## TASK A
Edit the passage of the Phantom Thread review starting with "Of course, Frank" and going on through "on this level.", changing "sendoff" to "farewell".
## TASK B
According to the Phantom Thread review, who wrote the film's score?

## TEXT EXCERPT

Starring Daniel Day-Lewis. Rated PG
Daniel Day-Lewis says he’s done with acting now.
Of course, Frank Sinatra quit a number times before he actually stepped off-stage for good. But Ol’ Blue Eyes didn’t have as glorious a sendoff as this role, which shows DDL at the peak of his powers, as fictional fashion designer Reynolds Woodcock—an outsized character who can be seen as a meditation on the narcissism and intense concentration required for acting on this level.
Phantom Thread is also a return to stoical form, after the forced whimsy of Inherent Vice, for writer-director Paul Thomas Anderson, who moves Day-Lewis a half-century forward from 2007’s There Will Be Blood. The new one is set in early-’50s London, with postwar greys finally giving way to deeper, more extravagant colours. Woodcock is the most sought-after designer for royals and Richie Riches of various stripes (but not plaids), and has created a fiefdom in which creativity must be indulged, with almost military precision, by an all-female staff.
This castle keep is overseen by his sister, Cyril (Mike Leigh regular Lesley Manville), whose topsy-turvy name is an oblique hint at their ambiguously close relationship. One of Cyril’s duties is to help the never-married Reynolds get rid of whatever mistress he currently finds too demanding. But she’s not there on a motoring trip to his country estate—driving way too fast is his one out-of-character indulgence—when he meets a café waitress whose jib he fancies cutting.
Like Luxembourgish actor Vicky Krieps, here in a star-making role, working-class Alma is someone you might not notice at first. Until you do. For unknown reasons, Alma can stand up to Reynolds, but is also subservient to him where it counts: in the fitting room. “No one can stand as long as I can,” she says in a rare boast.
At 130 minutes, this Thread requires some sitting skills. It’s a film of chilly design, but its beauty warms up over time, aided by a seductive score from Jonny Greenwood, mixed with apt period music. The story of a man who uses, and gradually loses, his toxic power may appear rigidly architectural at first, but almost nothing goes the way you expect, and the finish—happy by Anderson’s standards, if a bit rushed—suggests the whole thing is a cautionary moral fable, not a biography or a case of cinematic acting-out.
Like Woodcock, Anderson does it his way.

## EXTRACTED RECORDS
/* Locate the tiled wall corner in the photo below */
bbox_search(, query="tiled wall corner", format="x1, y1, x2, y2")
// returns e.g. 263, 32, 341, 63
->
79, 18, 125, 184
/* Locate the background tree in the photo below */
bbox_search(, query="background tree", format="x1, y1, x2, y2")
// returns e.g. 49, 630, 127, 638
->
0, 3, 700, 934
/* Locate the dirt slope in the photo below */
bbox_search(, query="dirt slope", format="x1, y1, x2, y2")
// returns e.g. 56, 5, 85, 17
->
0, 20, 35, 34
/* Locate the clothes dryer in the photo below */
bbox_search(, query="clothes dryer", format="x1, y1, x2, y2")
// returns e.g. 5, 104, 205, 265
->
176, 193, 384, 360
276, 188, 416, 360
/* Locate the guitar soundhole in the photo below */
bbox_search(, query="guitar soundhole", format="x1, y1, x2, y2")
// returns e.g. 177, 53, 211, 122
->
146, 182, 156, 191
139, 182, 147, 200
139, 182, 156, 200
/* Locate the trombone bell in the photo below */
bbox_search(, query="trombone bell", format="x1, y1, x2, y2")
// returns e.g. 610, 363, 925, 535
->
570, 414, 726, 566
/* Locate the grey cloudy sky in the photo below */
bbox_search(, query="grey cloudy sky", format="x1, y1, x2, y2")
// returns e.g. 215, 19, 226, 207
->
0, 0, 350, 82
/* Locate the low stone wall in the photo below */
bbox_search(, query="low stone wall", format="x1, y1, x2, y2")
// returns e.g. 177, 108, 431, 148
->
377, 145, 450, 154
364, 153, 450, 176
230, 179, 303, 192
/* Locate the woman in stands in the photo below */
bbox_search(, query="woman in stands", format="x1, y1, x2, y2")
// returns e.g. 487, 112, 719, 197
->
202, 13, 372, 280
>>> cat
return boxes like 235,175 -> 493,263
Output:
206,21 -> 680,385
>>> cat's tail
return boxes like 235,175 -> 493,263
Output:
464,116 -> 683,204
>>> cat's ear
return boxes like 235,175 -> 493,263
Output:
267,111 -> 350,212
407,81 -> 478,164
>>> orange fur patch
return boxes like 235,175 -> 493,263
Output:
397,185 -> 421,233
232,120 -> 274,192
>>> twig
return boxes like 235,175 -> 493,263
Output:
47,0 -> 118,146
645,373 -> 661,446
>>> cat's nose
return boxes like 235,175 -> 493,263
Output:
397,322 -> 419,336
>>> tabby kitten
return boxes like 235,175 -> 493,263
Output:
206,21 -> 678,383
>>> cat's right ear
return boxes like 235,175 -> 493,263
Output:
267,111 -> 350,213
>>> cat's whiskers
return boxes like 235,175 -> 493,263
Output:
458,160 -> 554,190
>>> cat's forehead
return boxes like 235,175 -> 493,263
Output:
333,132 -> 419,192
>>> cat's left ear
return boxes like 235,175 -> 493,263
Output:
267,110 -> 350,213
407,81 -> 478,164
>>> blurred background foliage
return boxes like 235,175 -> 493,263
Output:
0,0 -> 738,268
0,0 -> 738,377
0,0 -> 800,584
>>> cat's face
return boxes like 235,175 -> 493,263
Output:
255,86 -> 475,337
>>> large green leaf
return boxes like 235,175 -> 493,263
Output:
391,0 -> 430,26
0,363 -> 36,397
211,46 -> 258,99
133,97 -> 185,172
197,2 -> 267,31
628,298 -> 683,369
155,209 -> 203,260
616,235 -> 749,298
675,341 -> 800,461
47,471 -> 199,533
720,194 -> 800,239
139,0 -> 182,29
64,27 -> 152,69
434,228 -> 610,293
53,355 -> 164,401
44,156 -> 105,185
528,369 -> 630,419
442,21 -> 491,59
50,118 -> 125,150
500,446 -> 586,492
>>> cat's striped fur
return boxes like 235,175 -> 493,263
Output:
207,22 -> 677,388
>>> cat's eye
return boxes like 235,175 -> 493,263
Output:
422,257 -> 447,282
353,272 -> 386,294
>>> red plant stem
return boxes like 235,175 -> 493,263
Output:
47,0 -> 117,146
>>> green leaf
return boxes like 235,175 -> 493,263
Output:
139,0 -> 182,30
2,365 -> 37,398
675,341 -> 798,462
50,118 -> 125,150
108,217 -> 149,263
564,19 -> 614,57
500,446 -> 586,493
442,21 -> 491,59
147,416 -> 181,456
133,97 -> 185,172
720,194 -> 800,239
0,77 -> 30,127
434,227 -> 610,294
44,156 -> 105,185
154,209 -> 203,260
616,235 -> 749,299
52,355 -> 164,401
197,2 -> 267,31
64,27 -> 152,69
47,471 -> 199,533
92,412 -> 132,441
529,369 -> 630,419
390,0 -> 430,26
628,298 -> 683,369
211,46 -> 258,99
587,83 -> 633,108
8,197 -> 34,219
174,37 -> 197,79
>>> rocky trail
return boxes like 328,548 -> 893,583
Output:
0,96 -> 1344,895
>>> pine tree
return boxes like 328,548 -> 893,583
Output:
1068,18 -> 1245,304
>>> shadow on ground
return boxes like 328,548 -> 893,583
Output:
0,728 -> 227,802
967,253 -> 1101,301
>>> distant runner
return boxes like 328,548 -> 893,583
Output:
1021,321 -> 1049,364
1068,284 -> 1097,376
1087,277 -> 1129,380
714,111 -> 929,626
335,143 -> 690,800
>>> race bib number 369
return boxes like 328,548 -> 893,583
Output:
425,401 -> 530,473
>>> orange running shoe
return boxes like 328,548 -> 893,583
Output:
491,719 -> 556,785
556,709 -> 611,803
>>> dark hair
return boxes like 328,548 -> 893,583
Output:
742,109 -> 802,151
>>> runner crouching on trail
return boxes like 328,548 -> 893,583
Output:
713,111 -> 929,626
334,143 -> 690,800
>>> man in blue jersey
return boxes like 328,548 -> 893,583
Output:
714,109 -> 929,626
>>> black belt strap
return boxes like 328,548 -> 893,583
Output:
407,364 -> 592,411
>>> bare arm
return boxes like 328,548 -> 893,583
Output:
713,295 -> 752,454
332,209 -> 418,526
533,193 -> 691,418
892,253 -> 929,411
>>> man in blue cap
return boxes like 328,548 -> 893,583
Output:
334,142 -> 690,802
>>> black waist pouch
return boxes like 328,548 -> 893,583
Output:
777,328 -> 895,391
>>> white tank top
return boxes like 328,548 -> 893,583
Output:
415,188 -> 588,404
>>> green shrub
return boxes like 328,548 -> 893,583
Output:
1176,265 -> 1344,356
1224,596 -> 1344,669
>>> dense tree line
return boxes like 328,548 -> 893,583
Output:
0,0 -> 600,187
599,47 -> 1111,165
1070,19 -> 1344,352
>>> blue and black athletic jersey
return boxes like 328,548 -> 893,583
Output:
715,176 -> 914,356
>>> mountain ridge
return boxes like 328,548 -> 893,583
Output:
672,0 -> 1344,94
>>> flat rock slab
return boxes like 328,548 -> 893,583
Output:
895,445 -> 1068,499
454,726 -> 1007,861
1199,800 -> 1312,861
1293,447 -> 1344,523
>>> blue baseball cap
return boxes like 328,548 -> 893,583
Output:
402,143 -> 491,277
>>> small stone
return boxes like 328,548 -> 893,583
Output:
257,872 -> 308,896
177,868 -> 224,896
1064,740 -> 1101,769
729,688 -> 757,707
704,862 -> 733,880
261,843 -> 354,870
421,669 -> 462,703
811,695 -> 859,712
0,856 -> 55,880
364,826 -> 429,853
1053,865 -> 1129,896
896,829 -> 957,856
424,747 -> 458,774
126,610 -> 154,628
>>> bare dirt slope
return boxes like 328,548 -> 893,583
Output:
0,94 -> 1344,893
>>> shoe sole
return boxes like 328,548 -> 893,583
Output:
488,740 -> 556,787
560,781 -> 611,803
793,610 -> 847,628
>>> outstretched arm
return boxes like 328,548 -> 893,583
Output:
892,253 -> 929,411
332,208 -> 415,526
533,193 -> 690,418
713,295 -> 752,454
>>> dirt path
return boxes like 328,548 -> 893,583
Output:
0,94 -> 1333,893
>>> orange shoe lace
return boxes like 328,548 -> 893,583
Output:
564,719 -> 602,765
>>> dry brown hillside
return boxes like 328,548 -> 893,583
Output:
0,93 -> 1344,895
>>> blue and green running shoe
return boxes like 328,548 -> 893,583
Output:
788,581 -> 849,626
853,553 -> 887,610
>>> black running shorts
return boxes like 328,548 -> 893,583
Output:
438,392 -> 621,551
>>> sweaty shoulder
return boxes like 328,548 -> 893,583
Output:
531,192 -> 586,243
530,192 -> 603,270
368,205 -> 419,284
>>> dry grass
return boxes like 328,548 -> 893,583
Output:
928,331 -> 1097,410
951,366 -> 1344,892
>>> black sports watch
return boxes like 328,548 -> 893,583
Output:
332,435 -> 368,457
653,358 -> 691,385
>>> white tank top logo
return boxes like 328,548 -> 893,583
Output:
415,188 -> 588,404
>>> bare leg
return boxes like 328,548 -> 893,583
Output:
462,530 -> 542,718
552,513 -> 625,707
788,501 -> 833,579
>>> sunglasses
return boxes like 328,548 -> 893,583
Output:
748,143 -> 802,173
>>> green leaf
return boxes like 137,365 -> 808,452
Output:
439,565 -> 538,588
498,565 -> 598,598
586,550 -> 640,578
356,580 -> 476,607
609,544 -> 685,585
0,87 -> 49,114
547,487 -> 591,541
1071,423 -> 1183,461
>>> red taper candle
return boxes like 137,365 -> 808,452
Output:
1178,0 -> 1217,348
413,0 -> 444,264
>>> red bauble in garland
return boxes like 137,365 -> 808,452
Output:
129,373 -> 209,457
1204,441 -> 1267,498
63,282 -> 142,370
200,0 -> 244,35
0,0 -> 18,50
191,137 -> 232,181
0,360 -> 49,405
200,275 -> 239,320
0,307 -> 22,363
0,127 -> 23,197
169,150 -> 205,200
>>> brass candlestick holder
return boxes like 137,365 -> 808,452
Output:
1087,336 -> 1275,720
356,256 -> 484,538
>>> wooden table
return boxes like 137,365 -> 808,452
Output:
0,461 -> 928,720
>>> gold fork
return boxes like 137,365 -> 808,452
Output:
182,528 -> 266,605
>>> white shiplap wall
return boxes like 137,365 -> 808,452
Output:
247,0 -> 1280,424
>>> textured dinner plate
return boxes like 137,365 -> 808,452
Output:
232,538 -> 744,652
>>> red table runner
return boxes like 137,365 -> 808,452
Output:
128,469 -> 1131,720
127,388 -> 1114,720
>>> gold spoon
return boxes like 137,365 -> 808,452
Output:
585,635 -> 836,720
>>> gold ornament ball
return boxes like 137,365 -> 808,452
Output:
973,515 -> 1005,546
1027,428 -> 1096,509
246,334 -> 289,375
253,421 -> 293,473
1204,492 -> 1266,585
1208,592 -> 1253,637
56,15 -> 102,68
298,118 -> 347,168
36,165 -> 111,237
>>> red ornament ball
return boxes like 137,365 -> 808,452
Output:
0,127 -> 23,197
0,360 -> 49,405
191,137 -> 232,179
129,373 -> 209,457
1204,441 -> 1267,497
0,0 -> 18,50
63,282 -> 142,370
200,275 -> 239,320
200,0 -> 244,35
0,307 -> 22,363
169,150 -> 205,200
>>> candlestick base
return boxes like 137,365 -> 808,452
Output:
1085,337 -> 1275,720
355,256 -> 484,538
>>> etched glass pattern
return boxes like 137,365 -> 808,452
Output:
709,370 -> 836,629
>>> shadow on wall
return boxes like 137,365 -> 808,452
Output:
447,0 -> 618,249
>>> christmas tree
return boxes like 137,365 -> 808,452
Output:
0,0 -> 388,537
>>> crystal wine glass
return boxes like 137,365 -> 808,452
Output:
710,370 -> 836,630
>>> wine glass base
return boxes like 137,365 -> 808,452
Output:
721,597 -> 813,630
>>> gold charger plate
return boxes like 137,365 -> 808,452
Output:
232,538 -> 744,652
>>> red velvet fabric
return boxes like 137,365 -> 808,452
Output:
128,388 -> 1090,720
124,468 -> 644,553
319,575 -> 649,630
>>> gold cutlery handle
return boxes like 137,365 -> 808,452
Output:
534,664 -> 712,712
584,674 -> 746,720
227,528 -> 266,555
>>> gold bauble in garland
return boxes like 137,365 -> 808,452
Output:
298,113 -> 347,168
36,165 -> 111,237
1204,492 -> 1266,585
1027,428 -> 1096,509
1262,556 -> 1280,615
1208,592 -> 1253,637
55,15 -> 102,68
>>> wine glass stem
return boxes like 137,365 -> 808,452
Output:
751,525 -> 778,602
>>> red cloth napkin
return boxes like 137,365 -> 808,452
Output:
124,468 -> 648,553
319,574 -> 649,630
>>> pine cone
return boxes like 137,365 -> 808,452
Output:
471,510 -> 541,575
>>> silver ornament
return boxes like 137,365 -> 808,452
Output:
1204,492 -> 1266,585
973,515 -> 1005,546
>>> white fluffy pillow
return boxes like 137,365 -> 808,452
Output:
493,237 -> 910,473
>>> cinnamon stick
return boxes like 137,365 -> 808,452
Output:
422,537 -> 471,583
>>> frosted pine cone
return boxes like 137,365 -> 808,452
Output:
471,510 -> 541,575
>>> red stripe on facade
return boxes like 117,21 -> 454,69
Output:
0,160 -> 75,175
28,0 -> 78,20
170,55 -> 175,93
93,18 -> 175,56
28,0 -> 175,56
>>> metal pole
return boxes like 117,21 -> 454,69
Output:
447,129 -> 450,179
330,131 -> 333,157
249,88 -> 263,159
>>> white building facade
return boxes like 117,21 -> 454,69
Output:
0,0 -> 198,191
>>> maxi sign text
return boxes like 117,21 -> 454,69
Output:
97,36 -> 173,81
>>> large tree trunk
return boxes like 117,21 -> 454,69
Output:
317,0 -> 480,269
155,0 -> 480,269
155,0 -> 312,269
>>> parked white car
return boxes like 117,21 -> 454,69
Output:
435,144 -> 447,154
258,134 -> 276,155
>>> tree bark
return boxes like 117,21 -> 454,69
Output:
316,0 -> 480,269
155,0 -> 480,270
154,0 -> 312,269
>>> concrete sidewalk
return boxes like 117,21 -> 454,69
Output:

## REPLY A
Of course, Frank Sinatra quit a number times before he actually stepped off-stage for good. But Ol’ Blue Eyes didn’t have as glorious a farewell as this role, which shows DDL at the peak of his powers, as fictional fashion designer Reynolds Woodcock—an outsized character who can be seen as a meditation on the narcissism and intense concentration required for acting on this level.

## REPLY B
Jonny Greenwood